**Provided records**
****

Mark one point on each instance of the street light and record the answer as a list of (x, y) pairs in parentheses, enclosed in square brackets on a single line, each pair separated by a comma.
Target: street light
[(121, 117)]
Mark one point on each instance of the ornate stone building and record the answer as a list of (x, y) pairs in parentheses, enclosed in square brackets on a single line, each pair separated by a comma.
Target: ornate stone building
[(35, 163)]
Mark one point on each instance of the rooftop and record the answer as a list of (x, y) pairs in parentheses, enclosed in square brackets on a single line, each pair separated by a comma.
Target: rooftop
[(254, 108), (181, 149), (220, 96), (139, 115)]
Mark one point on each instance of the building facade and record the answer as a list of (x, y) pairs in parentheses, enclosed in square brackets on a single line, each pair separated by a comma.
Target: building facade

****

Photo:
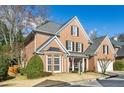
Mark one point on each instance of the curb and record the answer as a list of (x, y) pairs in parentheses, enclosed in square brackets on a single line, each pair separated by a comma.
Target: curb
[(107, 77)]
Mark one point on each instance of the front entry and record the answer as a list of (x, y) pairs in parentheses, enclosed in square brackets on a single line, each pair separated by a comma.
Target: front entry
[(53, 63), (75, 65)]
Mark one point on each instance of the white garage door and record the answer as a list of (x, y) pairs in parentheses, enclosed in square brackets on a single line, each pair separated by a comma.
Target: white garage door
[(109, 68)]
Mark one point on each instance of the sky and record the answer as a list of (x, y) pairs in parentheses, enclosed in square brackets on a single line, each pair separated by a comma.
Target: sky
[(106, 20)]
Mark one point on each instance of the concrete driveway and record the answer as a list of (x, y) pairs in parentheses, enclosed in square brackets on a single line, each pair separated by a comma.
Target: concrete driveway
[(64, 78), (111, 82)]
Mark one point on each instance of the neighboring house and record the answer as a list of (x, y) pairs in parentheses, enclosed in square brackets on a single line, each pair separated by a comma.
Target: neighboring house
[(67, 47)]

****

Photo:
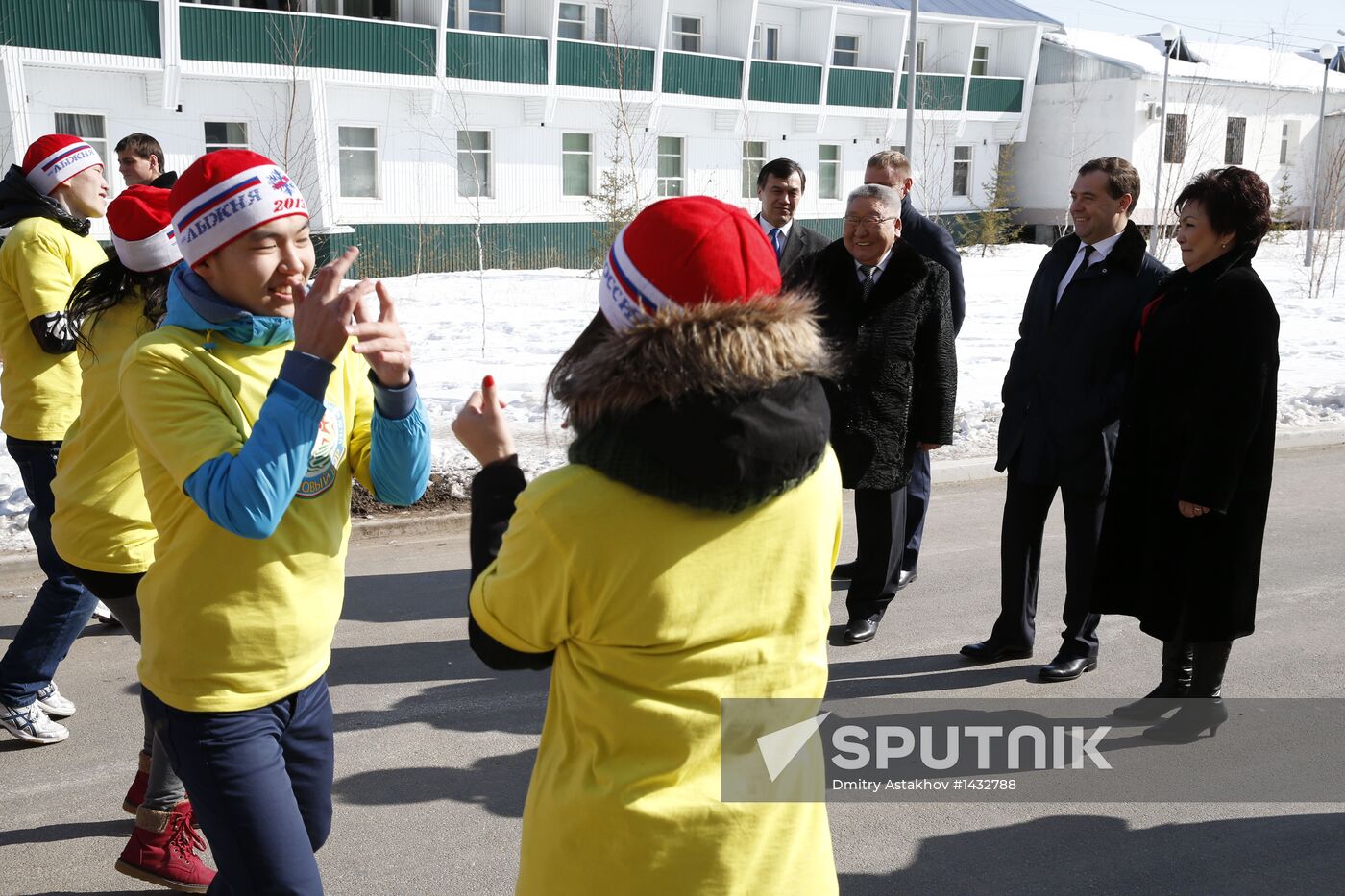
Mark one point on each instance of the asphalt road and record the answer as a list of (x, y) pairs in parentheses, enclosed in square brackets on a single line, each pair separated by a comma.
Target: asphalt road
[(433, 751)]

****

**Task instructions**
Reproduce the entries above verbatim, starting with the line containing "Mark one point on each instance of the building" and ending with the line containing "Target: building facade", both included.

**Response for this exercise**
Mark one point on each instance of the building facade and record the answer as a list of (x, y) pairs in parentheses, enclosed in square brackets on a single line, each pair separated by a comma.
Target: building facade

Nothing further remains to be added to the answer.